──────── RECORDS SHOWN ────────

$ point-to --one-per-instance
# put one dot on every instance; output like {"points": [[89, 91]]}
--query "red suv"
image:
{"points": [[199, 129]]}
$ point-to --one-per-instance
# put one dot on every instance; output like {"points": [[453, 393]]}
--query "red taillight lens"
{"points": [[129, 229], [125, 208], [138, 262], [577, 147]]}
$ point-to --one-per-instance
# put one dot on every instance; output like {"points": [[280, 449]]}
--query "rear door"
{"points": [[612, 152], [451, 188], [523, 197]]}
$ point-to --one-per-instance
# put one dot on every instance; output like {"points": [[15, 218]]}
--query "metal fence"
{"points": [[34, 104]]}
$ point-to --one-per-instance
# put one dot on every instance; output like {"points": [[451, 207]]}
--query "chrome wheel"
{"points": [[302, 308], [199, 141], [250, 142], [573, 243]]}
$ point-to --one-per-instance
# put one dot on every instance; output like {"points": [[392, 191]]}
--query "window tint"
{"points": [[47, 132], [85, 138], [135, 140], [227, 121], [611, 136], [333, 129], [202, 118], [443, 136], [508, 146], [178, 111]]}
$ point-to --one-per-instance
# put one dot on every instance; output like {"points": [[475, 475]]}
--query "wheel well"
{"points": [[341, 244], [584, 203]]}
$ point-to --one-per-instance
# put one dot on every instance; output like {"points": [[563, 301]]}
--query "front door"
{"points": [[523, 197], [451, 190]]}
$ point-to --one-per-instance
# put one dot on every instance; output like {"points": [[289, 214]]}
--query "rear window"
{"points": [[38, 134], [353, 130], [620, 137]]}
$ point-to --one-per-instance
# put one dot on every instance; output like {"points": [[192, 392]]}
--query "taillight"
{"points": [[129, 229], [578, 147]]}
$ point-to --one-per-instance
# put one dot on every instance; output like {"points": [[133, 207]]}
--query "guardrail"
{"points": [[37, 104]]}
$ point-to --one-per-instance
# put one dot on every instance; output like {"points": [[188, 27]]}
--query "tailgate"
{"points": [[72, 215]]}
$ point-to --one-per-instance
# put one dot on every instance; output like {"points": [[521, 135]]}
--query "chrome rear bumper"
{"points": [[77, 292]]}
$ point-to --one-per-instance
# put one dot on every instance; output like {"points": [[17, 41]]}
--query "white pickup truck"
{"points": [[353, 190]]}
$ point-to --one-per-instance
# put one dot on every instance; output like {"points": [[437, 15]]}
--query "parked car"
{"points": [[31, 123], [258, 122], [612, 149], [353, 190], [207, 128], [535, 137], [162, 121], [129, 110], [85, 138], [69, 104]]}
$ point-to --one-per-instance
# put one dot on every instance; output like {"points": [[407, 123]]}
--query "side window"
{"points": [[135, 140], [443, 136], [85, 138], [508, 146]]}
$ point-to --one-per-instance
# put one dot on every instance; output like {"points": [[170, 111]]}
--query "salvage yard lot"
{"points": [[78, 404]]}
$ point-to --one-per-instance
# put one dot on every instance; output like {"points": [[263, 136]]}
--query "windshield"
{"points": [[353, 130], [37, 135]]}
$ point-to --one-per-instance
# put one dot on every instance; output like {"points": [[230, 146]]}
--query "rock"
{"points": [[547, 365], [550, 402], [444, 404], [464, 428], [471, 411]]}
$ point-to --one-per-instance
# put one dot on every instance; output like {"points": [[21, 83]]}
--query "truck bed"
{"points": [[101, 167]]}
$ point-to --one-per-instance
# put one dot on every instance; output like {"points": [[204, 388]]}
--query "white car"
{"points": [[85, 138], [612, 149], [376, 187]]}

────────

- _DIRECTION_:
Write out the material exactly as given.

- _RESULT OF THE EXERCISE_:
$ point-to --one-per-instance
# put one dot on every instance; output like {"points": [[89, 91]]}
--query "red suv"
image:
{"points": [[199, 129]]}
$ point-to --one-per-instance
# put one dot on every instance; output like {"points": [[453, 393]]}
--query "red taillight lens"
{"points": [[129, 229], [125, 208], [138, 262], [577, 147]]}
$ point-to --one-per-instance
# put one dot on every instance; output like {"points": [[280, 449]]}
--query "rear door"
{"points": [[612, 152], [451, 188], [523, 197]]}
$ point-to --one-per-instance
# put one dot on every instance; output like {"points": [[15, 218]]}
--query "metal fence"
{"points": [[34, 104]]}
$ point-to --one-per-instance
# put one dot on every instance; output like {"points": [[451, 207]]}
--query "chrome wheel"
{"points": [[302, 308], [199, 141], [250, 142], [573, 243]]}
$ point-to --one-per-instance
# put one dot on every instance; output like {"points": [[392, 191]]}
--query "window tint"
{"points": [[47, 132], [85, 138], [135, 140], [227, 121], [611, 136], [333, 129], [202, 118], [443, 136], [508, 146], [178, 111]]}
$ point-to --one-per-instance
# put one dot on every instance; output like {"points": [[475, 475]]}
--query "wheel well"
{"points": [[341, 244], [584, 203]]}
$ point-to --one-per-instance
# put one dot on every instance; output like {"points": [[563, 301]]}
--query "front door"
{"points": [[523, 197], [451, 190]]}
$ point-to --one-per-instance
# put one dot on every instance; output like {"points": [[289, 214]]}
--query "rear window"
{"points": [[38, 134], [353, 130], [620, 137]]}
$ point-to --one-per-instance
# put one dot on every instance; output like {"points": [[192, 392]]}
--query "taillight"
{"points": [[129, 229], [578, 147]]}
$ point-to --one-per-instance
# put one dot on every instance; output like {"points": [[133, 207]]}
--query "guardrail"
{"points": [[37, 104]]}
$ point-to --one-per-instance
# put one dot on every instance; output like {"points": [[188, 27]]}
--query "tailgate"
{"points": [[72, 215]]}
$ point-to --one-per-instance
# put one dot on every instance; output like {"points": [[521, 135]]}
--query "chrome rear bumper"
{"points": [[77, 292]]}
$ point-to --one-per-instance
# put one dot on every instance; output like {"points": [[17, 41]]}
--query "white pickup truck"
{"points": [[353, 190]]}
$ point-to --one-per-instance
# put one dot on every instance; output like {"points": [[437, 15]]}
--query "parked car"
{"points": [[31, 123], [258, 122], [612, 149], [353, 190], [207, 128], [535, 137], [162, 121], [129, 110], [85, 138], [69, 104]]}
$ point-to --one-per-instance
# put one dot on every instance; output like {"points": [[407, 123]]}
--query "side window"
{"points": [[135, 140], [443, 136], [85, 138], [508, 146]]}
$ point-to --one-per-instance
# put one dot on every instance; output like {"points": [[170, 111]]}
--query "salvage yard lot"
{"points": [[78, 404]]}
$ point-to --one-per-instance
# put one dot on every instance; output like {"points": [[263, 136]]}
--query "windshield"
{"points": [[353, 130], [37, 135]]}
$ point-to --one-per-instance
# put one dot on every instance; output like {"points": [[230, 146]]}
--query "rock"
{"points": [[547, 365], [550, 402], [444, 404], [464, 428], [471, 411]]}
$ point-to --one-per-instance
# put one dot on every instance; output like {"points": [[21, 83]]}
--query "truck bed"
{"points": [[101, 167]]}
$ point-to --one-per-instance
# put one dot on every instance; output like {"points": [[204, 388]]}
--query "white car"
{"points": [[85, 138], [612, 149], [376, 187]]}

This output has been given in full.